* BEGIN Dataset entries *

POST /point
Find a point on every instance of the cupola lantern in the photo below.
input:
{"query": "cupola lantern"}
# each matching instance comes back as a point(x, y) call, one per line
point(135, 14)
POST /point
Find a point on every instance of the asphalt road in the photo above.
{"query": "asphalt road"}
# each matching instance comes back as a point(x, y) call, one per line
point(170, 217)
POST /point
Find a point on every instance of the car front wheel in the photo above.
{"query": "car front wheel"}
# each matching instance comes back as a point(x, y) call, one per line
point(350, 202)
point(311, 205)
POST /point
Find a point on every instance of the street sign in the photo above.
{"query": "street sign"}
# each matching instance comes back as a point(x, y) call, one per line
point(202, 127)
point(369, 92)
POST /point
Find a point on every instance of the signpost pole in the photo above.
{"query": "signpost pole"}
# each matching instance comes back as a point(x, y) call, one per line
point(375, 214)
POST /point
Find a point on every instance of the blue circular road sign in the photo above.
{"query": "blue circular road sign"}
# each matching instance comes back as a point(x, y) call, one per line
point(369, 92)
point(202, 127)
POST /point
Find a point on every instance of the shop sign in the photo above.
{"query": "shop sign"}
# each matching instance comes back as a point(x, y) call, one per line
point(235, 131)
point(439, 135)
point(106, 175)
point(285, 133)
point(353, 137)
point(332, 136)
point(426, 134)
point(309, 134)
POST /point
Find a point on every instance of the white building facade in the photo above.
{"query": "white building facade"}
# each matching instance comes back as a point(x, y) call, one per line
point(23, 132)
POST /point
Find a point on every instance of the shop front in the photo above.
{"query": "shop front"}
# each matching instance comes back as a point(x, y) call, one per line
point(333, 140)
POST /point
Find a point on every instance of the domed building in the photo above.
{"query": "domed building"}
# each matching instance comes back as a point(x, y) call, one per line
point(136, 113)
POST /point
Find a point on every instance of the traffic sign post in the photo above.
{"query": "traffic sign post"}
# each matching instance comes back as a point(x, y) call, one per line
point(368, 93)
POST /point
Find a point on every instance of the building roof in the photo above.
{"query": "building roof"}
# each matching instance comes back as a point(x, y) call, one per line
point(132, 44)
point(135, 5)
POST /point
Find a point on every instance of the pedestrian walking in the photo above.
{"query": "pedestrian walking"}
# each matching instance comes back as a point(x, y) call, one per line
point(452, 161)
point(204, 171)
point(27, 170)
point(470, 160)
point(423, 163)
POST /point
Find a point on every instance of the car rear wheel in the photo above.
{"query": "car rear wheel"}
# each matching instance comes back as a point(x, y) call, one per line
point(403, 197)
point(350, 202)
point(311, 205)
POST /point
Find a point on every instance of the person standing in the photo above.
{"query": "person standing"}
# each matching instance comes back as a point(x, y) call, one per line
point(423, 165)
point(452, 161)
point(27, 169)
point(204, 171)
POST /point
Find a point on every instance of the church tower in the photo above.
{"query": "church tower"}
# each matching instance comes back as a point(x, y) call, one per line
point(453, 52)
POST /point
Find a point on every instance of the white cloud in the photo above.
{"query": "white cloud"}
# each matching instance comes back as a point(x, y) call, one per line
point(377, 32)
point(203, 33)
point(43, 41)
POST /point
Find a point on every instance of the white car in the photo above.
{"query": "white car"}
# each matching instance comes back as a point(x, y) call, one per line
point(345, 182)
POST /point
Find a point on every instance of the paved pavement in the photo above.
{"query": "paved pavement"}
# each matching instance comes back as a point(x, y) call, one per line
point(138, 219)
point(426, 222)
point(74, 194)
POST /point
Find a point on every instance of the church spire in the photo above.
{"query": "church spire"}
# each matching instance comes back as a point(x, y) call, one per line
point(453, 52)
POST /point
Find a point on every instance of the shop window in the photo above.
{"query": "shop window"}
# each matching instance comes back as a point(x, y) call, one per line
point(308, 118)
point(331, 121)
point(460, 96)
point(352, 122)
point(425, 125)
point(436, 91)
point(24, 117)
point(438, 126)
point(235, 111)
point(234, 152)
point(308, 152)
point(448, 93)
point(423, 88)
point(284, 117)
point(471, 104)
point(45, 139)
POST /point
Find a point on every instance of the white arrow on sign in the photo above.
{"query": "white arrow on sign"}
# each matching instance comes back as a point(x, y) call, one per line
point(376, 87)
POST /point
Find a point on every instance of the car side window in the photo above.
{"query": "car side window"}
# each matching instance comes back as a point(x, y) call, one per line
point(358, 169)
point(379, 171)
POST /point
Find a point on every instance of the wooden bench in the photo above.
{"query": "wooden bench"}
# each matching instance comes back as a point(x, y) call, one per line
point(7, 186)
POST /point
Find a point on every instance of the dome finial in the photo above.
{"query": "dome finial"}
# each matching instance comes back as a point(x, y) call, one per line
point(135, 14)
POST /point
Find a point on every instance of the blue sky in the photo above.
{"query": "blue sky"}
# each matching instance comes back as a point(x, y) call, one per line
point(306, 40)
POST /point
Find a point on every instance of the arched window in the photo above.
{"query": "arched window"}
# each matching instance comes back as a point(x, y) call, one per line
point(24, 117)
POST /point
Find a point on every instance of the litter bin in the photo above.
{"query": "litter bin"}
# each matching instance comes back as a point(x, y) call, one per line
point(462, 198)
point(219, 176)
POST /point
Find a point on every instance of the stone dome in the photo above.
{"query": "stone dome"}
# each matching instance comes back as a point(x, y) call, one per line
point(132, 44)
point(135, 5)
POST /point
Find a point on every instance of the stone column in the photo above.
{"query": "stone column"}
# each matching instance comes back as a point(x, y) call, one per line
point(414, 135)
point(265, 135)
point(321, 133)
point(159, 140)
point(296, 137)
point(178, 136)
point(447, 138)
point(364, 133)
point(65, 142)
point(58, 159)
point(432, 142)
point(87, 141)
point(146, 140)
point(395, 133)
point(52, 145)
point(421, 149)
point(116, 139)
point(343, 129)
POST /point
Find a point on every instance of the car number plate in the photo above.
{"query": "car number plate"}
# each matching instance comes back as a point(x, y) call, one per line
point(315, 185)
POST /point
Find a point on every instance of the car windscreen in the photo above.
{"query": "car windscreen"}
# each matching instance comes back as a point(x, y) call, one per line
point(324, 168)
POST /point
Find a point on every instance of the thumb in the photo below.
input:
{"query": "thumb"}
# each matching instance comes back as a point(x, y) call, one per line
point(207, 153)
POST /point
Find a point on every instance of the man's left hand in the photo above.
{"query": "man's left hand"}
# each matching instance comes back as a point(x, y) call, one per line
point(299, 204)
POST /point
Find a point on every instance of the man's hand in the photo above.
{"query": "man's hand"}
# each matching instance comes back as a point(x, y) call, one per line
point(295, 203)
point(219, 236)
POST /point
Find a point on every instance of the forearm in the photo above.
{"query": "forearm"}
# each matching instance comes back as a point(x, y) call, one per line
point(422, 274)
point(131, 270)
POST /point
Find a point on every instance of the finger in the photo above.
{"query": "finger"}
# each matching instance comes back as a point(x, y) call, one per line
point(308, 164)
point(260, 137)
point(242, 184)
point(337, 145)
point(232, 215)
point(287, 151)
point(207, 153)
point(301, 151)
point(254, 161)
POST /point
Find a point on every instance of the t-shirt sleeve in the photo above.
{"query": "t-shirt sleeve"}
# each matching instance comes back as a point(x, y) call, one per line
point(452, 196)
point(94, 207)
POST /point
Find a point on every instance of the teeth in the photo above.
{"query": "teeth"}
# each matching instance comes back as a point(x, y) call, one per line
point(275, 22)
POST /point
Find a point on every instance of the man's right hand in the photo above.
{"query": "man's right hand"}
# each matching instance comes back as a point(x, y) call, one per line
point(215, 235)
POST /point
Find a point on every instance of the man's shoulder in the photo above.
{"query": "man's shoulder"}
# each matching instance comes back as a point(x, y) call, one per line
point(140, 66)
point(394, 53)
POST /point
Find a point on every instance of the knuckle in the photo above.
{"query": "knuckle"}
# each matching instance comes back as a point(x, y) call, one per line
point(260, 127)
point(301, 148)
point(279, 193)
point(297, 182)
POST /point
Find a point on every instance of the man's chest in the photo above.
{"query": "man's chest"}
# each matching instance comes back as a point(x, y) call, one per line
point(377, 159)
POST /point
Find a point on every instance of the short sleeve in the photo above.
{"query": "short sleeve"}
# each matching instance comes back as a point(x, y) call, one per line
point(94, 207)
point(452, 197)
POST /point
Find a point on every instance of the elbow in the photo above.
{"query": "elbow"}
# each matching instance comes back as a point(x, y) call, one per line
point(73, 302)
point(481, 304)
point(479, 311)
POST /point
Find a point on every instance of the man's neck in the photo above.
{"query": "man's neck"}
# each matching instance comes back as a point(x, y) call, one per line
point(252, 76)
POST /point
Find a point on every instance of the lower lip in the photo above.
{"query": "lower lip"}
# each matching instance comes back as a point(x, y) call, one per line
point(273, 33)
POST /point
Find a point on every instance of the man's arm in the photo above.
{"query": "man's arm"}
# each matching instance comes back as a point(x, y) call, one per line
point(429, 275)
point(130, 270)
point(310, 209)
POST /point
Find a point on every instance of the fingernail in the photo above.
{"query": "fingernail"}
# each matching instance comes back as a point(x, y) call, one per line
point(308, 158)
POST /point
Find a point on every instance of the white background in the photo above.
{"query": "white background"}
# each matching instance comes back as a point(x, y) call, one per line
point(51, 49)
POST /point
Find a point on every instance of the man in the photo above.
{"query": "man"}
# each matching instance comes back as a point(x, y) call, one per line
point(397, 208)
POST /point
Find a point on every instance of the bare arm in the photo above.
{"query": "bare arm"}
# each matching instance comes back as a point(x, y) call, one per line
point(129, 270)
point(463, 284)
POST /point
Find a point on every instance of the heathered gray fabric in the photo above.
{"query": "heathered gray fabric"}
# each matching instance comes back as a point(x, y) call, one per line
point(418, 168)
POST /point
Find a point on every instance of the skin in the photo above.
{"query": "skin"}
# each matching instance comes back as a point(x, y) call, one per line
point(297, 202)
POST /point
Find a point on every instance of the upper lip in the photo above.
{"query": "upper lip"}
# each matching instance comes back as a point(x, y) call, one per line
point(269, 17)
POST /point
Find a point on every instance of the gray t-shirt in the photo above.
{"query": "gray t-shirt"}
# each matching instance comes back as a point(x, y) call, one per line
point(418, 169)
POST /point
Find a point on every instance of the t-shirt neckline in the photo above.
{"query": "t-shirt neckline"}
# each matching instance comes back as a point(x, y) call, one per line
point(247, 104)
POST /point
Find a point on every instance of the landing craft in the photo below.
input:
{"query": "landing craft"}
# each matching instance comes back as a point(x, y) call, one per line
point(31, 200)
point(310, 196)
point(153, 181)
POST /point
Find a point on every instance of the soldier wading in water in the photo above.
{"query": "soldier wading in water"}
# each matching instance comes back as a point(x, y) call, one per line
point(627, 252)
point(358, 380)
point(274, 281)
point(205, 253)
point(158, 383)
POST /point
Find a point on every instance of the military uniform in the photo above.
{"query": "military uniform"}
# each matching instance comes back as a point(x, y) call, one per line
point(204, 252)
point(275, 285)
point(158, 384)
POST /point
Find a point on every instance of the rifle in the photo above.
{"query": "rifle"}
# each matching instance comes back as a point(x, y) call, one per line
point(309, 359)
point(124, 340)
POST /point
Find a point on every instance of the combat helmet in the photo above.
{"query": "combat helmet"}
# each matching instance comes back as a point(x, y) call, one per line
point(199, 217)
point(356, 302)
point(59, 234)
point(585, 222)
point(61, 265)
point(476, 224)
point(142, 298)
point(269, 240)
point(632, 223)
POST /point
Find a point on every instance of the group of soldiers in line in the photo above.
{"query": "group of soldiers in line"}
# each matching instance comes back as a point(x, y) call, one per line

* END Dataset entries *

▶ **Given task**: Which lines in the items above contain the word "arched"? Show each of those lines in full. Case matters.

▶ **Written response**:
Find a point on every instance of the arched window in the photo above.
{"query": "arched window"}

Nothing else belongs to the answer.